- Action item -
Can you write the next few paragraphs of the article on GP payments for dementia diagnoses, picking up after its final sentence?

- Reading passage -
The organisation is offering to give GP surgeries £55 for every patient on their list who has been diagnosed with dementia in the six months up to next March, as part of a drive to get the rate of diagnosis up from about 50% to two-thirds of all those who develop the condition.

Critics claim the fees risk undermining the bond of trust between doctors and patients by giving GPs for the first time a financial incentive to diagnose a specific condition. Doctors and patient groups denounced the scheme after Dr Martin Brunet, a GP in Guildford, Surrey, revealed its existence in an article he wrote for the medical website Pulse.

“The government wants to bribe us to diagnose more people with dementia – to the tune of £55 per patient in the form of its new dementia DES [direct enhanced service], so that it can hit its target to raise diagnosis rates,” he wrote.

While nobody opposed the correct diagnosis of dementia , Brunet said, “NHS England have either not considered the ethics of this new policy, or are so blinded by their goal that they don’t deem ethics to be important – either a lack of moral insight, or a failure of moral leadership.”

The scheme’s “bullying of the doctor-patient relationship” showed NHS leaders “really have gone too far. NHS England has crossed a line that has not been crossed before.” Although GPs are already paid for conducting asthma reviews and getting patients with high cholesterol counts on to statins, they are not rewarded for identifying any particular condition.

“There must be absolute trust that the doctor is acting only and solely in the best interests of the patient,” Brunet said. “To contaminate this process with a financial payment seriously undermines the doctor-patient relationship in a new and pernicious way.”

He recommended that family doctors boycott “this odious scheme” and suggested GPs who accepted the £55 payments should tell patients.

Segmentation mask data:
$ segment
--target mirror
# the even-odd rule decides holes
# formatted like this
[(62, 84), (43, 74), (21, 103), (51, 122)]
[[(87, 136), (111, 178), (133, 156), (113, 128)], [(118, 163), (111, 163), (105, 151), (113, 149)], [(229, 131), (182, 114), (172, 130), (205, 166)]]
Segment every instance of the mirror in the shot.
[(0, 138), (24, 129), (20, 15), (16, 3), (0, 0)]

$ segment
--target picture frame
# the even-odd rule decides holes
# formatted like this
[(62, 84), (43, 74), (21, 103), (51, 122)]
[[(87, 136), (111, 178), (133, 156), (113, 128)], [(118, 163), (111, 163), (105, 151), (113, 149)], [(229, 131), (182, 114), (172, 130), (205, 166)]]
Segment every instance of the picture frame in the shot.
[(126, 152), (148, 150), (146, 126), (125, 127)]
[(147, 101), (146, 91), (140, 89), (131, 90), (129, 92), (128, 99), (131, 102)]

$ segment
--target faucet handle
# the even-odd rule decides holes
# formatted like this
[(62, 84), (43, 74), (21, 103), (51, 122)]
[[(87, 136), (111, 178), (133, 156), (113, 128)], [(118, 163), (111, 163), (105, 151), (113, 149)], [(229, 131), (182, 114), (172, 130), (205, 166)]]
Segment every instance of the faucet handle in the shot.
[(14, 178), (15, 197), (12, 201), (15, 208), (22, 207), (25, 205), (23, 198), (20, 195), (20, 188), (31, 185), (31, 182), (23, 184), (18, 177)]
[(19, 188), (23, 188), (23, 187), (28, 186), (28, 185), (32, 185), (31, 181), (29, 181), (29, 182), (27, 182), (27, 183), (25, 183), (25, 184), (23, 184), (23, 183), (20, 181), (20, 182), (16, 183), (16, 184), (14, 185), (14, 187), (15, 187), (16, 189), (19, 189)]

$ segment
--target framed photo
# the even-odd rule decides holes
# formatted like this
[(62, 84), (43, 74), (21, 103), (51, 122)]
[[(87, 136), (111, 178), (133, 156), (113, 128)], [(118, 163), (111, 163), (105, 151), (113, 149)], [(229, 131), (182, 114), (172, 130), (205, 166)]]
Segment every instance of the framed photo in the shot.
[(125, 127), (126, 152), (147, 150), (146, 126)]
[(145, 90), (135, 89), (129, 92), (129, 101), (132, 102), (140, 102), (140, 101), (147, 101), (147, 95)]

- Solved exercise -
Katherine Murphy, chief executive of the Patients Association, opposed the payments. “This is putting a bounty on the head of certain patients. Good GPs will be diagnosing their dementia patients already. This seems to be rewarding poor GPs. It is a distortion of good medical practice,” she said.

The Royal College of GPs said the initiative was unfair because it would give GP practices with the lowest rates of diagnosis the most money. And the British Medical Association, the doctors’ union, said its was opposed to such incentives.

Jeremy Hunt, the health secretary, has condemned diagnosis rates of dementia, which were just 37% as recently as 2010, as shockingly low and “a national shame”. There are thought to be up to 400,000 people in England with dementia who have not been diagnosed.

NHS England said it was committed to better detection of dementia. A spokesperson said: “Dementia can be devastating both for individuals and their families. We know that more needs to be done across the health service to ensure that people living with dementia are identified so that they can get the tailored care and support they need. This additional investment is part of a drive to ensure this.”